"""

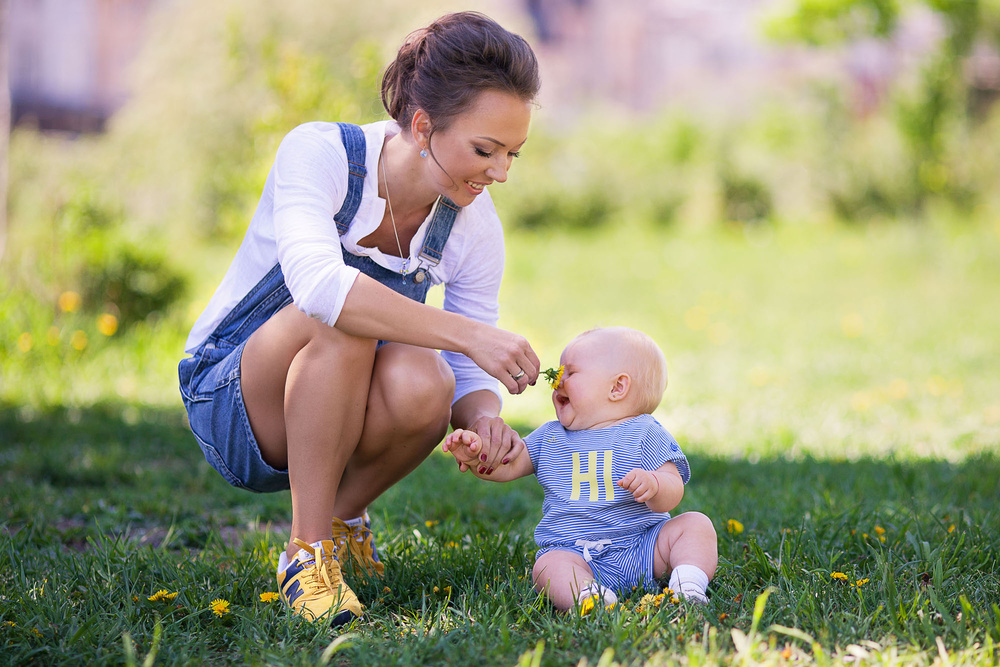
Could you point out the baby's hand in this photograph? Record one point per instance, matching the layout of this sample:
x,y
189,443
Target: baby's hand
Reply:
x,y
464,446
642,484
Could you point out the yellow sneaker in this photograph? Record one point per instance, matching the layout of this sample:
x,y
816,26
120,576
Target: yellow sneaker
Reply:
x,y
313,587
356,548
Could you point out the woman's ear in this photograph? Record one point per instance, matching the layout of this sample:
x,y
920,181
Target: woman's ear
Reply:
x,y
420,129
620,387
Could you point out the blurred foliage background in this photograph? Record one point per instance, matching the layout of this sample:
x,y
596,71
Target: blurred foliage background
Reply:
x,y
117,240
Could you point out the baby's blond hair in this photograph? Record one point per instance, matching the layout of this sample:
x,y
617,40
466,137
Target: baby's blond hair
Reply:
x,y
644,361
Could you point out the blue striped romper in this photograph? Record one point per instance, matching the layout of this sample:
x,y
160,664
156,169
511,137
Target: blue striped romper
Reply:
x,y
584,510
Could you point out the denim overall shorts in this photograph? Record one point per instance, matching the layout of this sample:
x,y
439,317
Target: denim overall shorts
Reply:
x,y
210,378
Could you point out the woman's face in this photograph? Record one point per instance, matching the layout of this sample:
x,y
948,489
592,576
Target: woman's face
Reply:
x,y
477,148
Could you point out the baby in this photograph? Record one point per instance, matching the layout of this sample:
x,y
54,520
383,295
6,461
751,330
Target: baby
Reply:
x,y
611,474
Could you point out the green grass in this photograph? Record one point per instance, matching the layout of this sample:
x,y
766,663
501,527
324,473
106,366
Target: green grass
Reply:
x,y
828,384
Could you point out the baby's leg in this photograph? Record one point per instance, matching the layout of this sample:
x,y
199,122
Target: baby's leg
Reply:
x,y
561,575
687,547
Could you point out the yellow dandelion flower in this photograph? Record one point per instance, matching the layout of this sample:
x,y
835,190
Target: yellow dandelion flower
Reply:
x,y
78,340
759,376
554,376
220,607
69,302
162,594
107,324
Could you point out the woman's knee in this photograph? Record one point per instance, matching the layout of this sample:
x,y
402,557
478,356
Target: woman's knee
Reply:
x,y
416,384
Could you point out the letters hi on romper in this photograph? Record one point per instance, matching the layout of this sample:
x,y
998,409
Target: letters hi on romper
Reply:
x,y
590,477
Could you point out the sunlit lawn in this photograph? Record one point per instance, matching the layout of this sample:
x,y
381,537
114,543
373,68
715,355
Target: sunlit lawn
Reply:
x,y
838,392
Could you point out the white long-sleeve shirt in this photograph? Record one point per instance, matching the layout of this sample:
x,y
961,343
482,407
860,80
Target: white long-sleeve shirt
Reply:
x,y
293,226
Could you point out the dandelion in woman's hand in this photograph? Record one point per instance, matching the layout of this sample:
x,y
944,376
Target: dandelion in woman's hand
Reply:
x,y
554,376
162,594
220,607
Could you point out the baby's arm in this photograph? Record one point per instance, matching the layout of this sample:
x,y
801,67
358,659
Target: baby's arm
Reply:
x,y
661,489
465,446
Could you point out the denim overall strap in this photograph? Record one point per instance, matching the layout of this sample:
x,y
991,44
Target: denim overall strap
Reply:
x,y
354,141
438,232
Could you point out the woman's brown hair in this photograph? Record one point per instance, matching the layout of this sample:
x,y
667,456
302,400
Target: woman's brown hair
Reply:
x,y
443,68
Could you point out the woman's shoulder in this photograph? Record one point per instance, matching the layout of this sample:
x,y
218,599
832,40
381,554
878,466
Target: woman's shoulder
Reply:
x,y
329,133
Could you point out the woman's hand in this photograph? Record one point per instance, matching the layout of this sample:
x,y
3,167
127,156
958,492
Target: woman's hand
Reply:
x,y
464,446
499,444
506,356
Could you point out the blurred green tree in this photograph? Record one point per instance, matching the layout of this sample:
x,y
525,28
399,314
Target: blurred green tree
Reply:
x,y
930,113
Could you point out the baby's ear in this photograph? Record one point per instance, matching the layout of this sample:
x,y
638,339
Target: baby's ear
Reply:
x,y
621,386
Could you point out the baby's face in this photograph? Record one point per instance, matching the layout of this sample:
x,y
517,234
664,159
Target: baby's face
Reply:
x,y
583,398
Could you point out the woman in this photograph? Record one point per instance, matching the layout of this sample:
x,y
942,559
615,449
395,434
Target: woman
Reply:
x,y
314,366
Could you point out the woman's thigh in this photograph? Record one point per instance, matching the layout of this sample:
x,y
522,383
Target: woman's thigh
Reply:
x,y
337,360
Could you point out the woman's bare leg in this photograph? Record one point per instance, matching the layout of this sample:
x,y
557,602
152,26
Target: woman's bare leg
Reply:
x,y
409,407
347,421
305,387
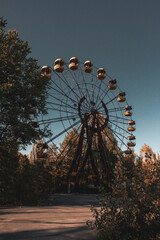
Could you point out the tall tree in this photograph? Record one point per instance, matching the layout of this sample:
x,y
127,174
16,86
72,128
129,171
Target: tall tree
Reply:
x,y
22,99
22,89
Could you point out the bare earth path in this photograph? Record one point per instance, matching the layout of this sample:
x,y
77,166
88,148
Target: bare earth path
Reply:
x,y
64,219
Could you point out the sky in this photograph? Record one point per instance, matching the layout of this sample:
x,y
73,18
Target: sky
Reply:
x,y
122,36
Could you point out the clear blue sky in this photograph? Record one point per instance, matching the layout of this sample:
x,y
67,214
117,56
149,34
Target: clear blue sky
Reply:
x,y
121,35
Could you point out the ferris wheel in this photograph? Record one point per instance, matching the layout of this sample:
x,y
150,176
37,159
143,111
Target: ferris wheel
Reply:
x,y
84,97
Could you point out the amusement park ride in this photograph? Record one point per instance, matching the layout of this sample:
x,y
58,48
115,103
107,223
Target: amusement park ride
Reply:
x,y
85,97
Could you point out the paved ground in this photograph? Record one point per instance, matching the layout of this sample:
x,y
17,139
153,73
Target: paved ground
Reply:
x,y
64,219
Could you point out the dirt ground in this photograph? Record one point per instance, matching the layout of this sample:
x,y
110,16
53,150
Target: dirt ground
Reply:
x,y
64,219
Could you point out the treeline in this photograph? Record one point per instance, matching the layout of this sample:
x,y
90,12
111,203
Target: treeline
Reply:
x,y
132,209
22,182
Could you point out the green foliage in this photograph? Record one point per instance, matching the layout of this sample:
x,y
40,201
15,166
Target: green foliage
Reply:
x,y
22,89
132,209
23,92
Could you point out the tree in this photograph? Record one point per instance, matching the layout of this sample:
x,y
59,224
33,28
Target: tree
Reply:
x,y
22,90
132,209
22,98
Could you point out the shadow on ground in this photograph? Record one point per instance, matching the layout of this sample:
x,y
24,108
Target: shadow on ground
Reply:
x,y
79,233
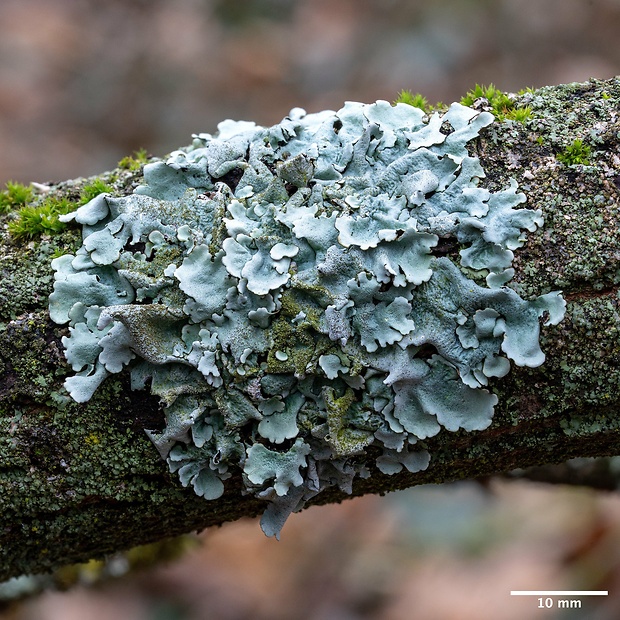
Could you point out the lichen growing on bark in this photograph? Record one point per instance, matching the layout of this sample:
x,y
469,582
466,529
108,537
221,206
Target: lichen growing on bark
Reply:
x,y
282,291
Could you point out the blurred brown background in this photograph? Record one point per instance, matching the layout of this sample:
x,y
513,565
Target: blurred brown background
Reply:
x,y
85,82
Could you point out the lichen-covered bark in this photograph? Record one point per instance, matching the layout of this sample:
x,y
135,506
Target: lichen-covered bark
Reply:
x,y
82,480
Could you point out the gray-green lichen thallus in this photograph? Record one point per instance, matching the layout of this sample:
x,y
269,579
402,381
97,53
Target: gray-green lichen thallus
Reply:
x,y
288,295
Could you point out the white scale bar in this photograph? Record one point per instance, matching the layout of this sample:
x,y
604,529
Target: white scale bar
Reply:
x,y
559,593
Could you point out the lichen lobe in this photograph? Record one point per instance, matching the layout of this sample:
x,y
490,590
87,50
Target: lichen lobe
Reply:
x,y
280,290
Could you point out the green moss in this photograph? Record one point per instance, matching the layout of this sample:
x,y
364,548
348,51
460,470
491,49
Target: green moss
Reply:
x,y
576,153
502,105
91,190
14,196
43,216
418,100
134,161
33,220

"""

[TO DO] Return every line from the one holding "Could you point out the lichen-covered" through the end of the data, exactly as it appears, with both ends kept and nothing else.

[COMPLETE RESPONSE]
Could you point out the lichen-covered bark in this photograph? Record one point per instance, matching the layout of this sample:
x,y
135,506
Target: lichen-covered bark
Reply:
x,y
82,480
Could you point out the gray-green lichen thallus in this photograph? Record one point per instance, matching the layout of this sample:
x,y
269,579
402,381
97,53
Target: gray-green lichen thallus
Reply:
x,y
288,295
Could you point out the white scale bar in this photograph? Record one point per instance, matching the layout of this sample:
x,y
604,529
Target: white scale bar
Reply:
x,y
559,593
Could you point out the lichen lobe in this photograph? Record one point per instance, matching the layout of this sample:
x,y
490,590
87,50
Target: lichen lobe
Reply:
x,y
280,290
Could you point out the green moss in this photograph? Record one point per instance, matching the layout of this sample:
x,y
364,548
348,51
460,470
491,49
Target: green moss
Reply:
x,y
576,153
502,105
91,190
14,196
43,216
418,100
134,161
33,220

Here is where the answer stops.